→ **BRIEF**
Write a continuation of the news report on the Gloucester High School pregnancy pact, starting after its last sentence.

→ **GIVEN TEXT**
By Susan Brinkmann, OCDS
Staff Writer
(June 20, 2008) Glamorizing teen pregnancy in hit movies such as Juno and Knocked Up, broken families and directionless youth are being blamed for a “pregnancy pact” made by 17 girls who deliberately became pregnant at a high school in a Gloucester, Massachusetts. At least one baby is known to have been fathered by a 24 year old homeless man.
According to a report by Time Magazine, officials at Gloucester High School started looking into the matter in October after an unusual number of girls began coming to the school clinic for pregnancy tests. According to principal Joseph Sullivan, “some girls seemed more upset when they weren’t pregnant than when they were.”
Those who found out they were expecting reacted with “high fives and plans for baby showers,” Sullivan said. The girls, aged 16 and under, eventually revealed that they entered a pact to become pregnant and raise their babies together.
Many factors are being blamed for the girls’ disturbing behavior; including the school that many believe went overboard in accommodating pregnant students. A free on-site day-care center at the school enables teen parents to bring their children with them every day, thus making teen parenting look easier than it is. According to the Time report, “Strollers mingle seamlessly in school hallways among cheerleaders and junior ROTC.”
Naivety is another culprit. A June 8 graduate of Gloucester High student, Amanda Ireland, 18, gave birth during her freshman year and said many of the now pregnant girls regularly approached her in the hall to tell her how lucky she was to have a baby.
“They’re so excited to finally have someone to love them unconditionally,”{ Ireland said. “I try to explain it’s hard to feel loved when an infant is screaming to be fed at 3 a.m.”
Another factor is the poor economy in the mostly blue-collar town of Gloucester (pop. 30,000) which derives its income from a strong fishing industry. But in recent years, as jobs have been disappearing overseas, many families are struggling.
“Families are broken,” says school superintendent Christopher Farmer. “Many of our young people are growing up directionless.”

→ **EXTRACTED ENTRIES**
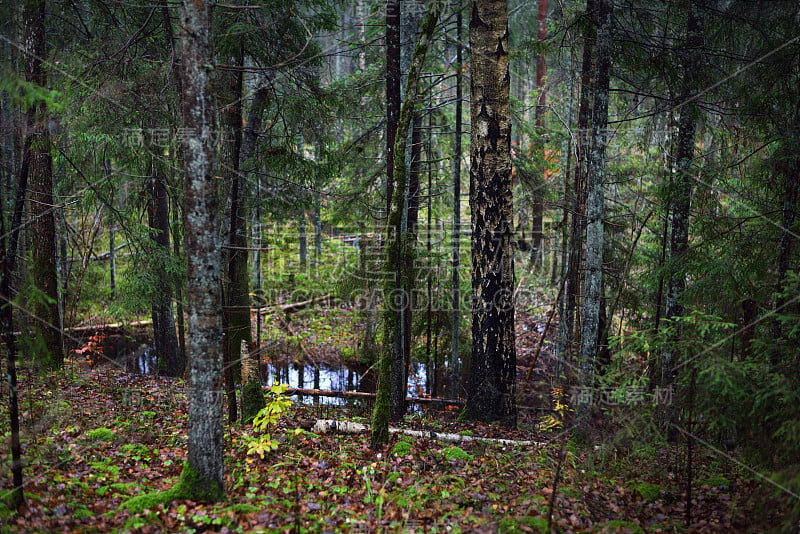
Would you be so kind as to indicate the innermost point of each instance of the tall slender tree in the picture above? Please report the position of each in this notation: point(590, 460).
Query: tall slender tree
point(455, 359)
point(398, 270)
point(595, 209)
point(682, 187)
point(491, 394)
point(202, 475)
point(40, 182)
point(164, 337)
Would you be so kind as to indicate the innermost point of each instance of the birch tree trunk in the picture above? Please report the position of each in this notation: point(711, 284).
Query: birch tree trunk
point(491, 395)
point(455, 359)
point(202, 475)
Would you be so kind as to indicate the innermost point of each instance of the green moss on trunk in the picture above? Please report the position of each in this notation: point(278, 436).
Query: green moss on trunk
point(189, 487)
point(252, 400)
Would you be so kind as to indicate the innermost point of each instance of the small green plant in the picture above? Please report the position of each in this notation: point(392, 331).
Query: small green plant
point(648, 491)
point(618, 525)
point(401, 448)
point(455, 452)
point(267, 418)
point(561, 409)
point(101, 434)
point(715, 481)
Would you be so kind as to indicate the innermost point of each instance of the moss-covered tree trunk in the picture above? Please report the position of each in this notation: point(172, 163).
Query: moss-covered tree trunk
point(202, 478)
point(44, 306)
point(454, 382)
point(595, 211)
point(398, 252)
point(491, 395)
point(165, 339)
point(569, 320)
point(236, 319)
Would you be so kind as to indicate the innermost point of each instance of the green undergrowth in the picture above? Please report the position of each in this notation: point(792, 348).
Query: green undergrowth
point(78, 482)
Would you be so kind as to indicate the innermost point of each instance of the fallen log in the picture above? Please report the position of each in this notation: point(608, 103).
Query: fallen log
point(364, 395)
point(107, 327)
point(328, 426)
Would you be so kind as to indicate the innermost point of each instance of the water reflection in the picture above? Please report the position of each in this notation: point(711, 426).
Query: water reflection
point(328, 378)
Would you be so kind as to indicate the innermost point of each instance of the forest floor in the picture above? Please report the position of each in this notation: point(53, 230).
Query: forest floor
point(94, 438)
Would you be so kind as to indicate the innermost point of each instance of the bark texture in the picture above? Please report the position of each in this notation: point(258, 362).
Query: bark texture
point(683, 181)
point(171, 360)
point(491, 394)
point(42, 207)
point(204, 303)
point(396, 298)
point(595, 209)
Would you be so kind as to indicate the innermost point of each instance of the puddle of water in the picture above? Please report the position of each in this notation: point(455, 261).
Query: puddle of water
point(326, 378)
point(333, 379)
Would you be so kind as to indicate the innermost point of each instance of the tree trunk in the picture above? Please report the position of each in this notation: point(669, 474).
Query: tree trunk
point(8, 255)
point(790, 169)
point(395, 298)
point(493, 366)
point(170, 359)
point(42, 207)
point(569, 323)
point(537, 236)
point(682, 187)
point(202, 477)
point(236, 319)
point(455, 359)
point(595, 210)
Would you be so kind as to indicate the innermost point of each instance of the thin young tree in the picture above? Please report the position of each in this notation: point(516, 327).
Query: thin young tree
point(595, 210)
point(397, 243)
point(491, 395)
point(40, 182)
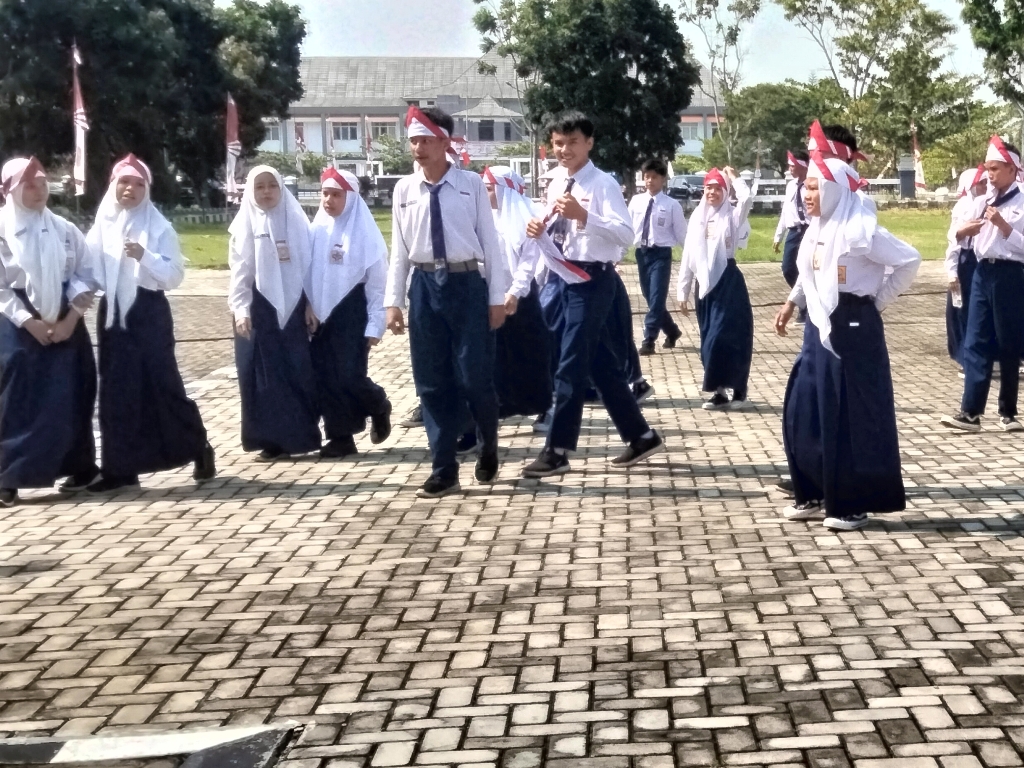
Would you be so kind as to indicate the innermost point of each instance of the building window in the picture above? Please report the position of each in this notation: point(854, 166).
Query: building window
point(346, 132)
point(689, 131)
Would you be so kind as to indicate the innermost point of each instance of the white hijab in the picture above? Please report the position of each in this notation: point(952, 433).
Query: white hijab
point(255, 233)
point(37, 241)
point(710, 238)
point(357, 240)
point(115, 223)
point(845, 227)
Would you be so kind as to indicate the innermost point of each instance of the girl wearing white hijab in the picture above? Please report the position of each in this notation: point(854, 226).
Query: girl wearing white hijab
point(345, 314)
point(839, 420)
point(717, 228)
point(269, 258)
point(48, 387)
point(146, 421)
point(961, 259)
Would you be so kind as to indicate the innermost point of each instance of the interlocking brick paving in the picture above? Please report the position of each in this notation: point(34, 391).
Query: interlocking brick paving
point(662, 616)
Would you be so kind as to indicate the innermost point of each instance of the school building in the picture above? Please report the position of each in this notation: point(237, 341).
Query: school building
point(349, 102)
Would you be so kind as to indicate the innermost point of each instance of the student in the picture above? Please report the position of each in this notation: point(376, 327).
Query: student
point(442, 228)
point(961, 259)
point(345, 313)
point(995, 316)
point(840, 419)
point(723, 305)
point(658, 225)
point(793, 222)
point(269, 258)
point(48, 387)
point(591, 229)
point(522, 372)
point(146, 421)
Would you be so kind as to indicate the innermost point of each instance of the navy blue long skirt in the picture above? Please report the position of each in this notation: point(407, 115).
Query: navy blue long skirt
point(956, 317)
point(522, 360)
point(146, 421)
point(839, 418)
point(46, 400)
point(276, 382)
point(726, 323)
point(346, 394)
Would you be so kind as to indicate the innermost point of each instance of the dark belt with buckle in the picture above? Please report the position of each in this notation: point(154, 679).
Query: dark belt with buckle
point(453, 266)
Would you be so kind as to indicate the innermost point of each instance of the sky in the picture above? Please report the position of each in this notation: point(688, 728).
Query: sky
point(775, 49)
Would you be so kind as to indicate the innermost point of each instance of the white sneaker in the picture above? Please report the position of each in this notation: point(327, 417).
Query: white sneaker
point(804, 511)
point(853, 522)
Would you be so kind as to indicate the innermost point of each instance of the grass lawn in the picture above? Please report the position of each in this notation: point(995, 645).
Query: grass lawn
point(206, 245)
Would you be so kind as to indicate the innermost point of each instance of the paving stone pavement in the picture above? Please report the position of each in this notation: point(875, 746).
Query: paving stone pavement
point(646, 619)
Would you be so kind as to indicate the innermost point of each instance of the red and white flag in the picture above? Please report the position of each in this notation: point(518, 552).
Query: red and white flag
point(919, 166)
point(81, 124)
point(233, 152)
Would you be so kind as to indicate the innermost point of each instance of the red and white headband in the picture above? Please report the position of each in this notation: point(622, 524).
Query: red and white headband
point(418, 124)
point(817, 141)
point(794, 160)
point(17, 170)
point(997, 152)
point(131, 166)
point(332, 178)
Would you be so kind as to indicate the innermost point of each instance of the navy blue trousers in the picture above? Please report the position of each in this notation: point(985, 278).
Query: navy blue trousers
point(276, 383)
point(994, 332)
point(839, 417)
point(794, 237)
point(46, 400)
point(956, 317)
point(654, 266)
point(621, 323)
point(346, 394)
point(453, 350)
point(146, 421)
point(591, 348)
point(726, 323)
point(522, 365)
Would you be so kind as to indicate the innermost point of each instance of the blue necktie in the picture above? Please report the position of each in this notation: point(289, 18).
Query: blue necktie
point(645, 236)
point(560, 228)
point(437, 235)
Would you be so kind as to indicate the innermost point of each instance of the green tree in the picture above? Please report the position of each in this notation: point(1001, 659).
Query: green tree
point(155, 77)
point(623, 62)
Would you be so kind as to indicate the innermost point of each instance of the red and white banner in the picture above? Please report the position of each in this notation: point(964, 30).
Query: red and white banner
point(233, 152)
point(81, 124)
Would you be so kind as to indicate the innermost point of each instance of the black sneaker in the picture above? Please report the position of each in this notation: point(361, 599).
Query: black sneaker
point(110, 484)
point(339, 449)
point(486, 468)
point(271, 455)
point(435, 487)
point(717, 401)
point(547, 464)
point(964, 421)
point(380, 426)
point(80, 481)
point(415, 418)
point(672, 338)
point(640, 449)
point(642, 390)
point(467, 443)
point(206, 465)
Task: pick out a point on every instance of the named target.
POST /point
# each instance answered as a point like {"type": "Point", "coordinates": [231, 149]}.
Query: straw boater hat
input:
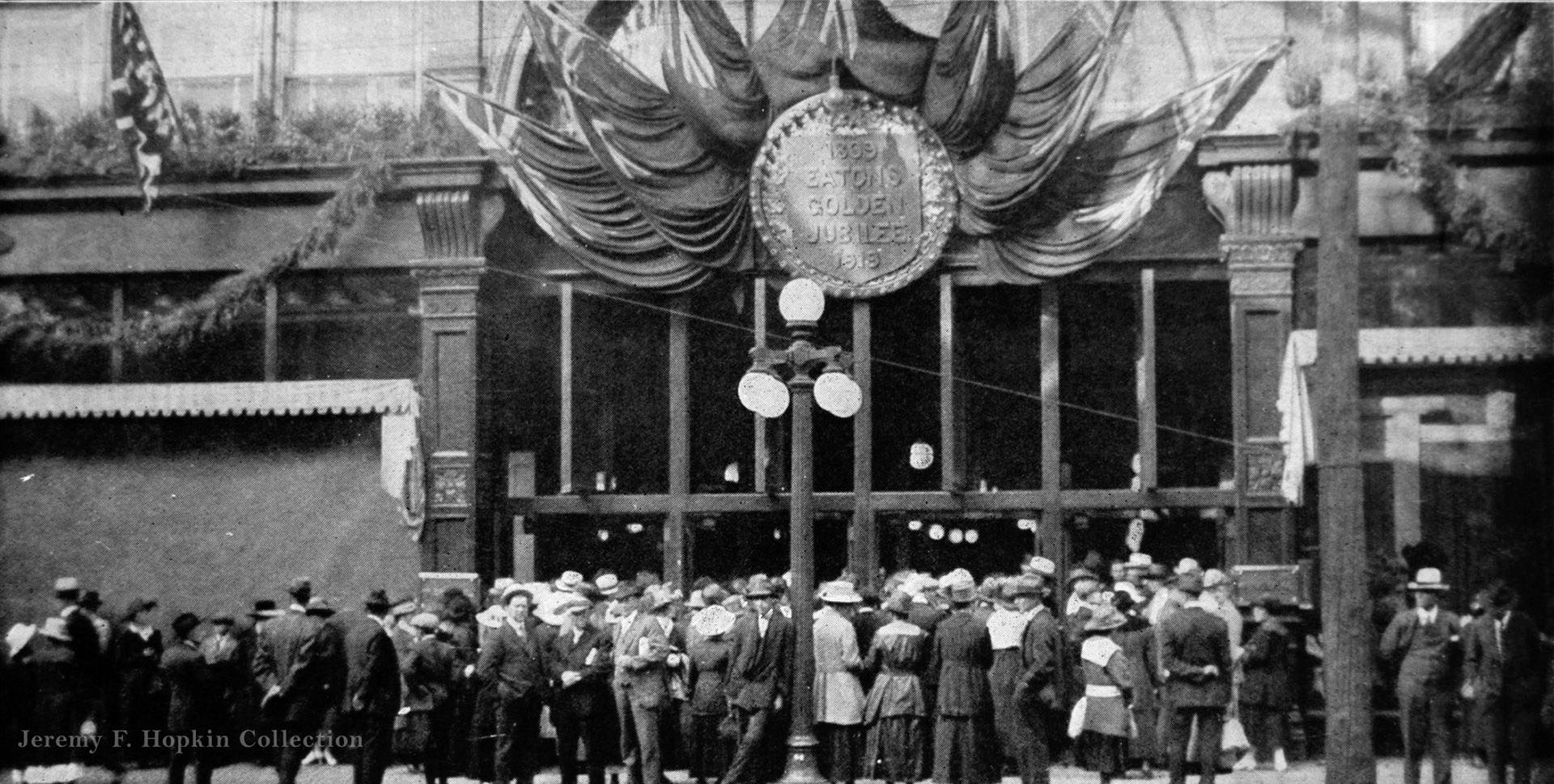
{"type": "Point", "coordinates": [491, 617]}
{"type": "Point", "coordinates": [1043, 566]}
{"type": "Point", "coordinates": [606, 583]}
{"type": "Point", "coordinates": [1106, 620]}
{"type": "Point", "coordinates": [1429, 579]}
{"type": "Point", "coordinates": [838, 592]}
{"type": "Point", "coordinates": [1023, 586]}
{"type": "Point", "coordinates": [712, 621]}
{"type": "Point", "coordinates": [758, 589]}
{"type": "Point", "coordinates": [265, 609]}
{"type": "Point", "coordinates": [55, 629]}
{"type": "Point", "coordinates": [1077, 574]}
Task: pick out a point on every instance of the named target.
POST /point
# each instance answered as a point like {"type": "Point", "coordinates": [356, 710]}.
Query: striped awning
{"type": "Point", "coordinates": [355, 396]}
{"type": "Point", "coordinates": [1437, 345]}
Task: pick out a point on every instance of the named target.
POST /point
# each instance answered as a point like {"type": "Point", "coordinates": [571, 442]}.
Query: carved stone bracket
{"type": "Point", "coordinates": [1263, 471]}
{"type": "Point", "coordinates": [1261, 266]}
{"type": "Point", "coordinates": [1256, 199]}
{"type": "Point", "coordinates": [451, 485]}
{"type": "Point", "coordinates": [451, 224]}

→ **RESULT BELOW**
The pregnancy pact is forcing this largely Catholic community to grapple with some hard questions, including what to do about it. However, rather than address the underlying moral issues, the school’s nurse practitioner, Kim Daly, and the clinic’s medical director, Dr. Brian Orr, lobbied for offering teens birth control without parental consent. The proposal drew the ire of Gloucester Mayor Carolyn Kirk whose public outcry against the two led to their resignations last month.
“It is very clear that the board [at Northeast Health System of Beverly, which manages the clinic] is not in favor and will not support contraception in the school,” Orr told the Boston Globe. “There is an epidemic of teen pregnancy at the school.”
Psychiatrist Keith Ablow of Fox News called the school’s epidemic “shocking.”
“But the other thing we should realize is that we are hot on the heels of [17-year-old] Jamie Lynn Spears deciding to start a family and of mass media embracing the notion and waiting with bated breath for her baby,” he said.
Jamie Lynn gave birth to a baby girl on Thursday.
Ablow said the example in Massachusetts should be heeded as a warning.
“In a world that is so technologically based, there will be predictable push-back from young people,” he said. “They want to remind themselves that they are alive and human. One of the ways people do this is that they reproduce.”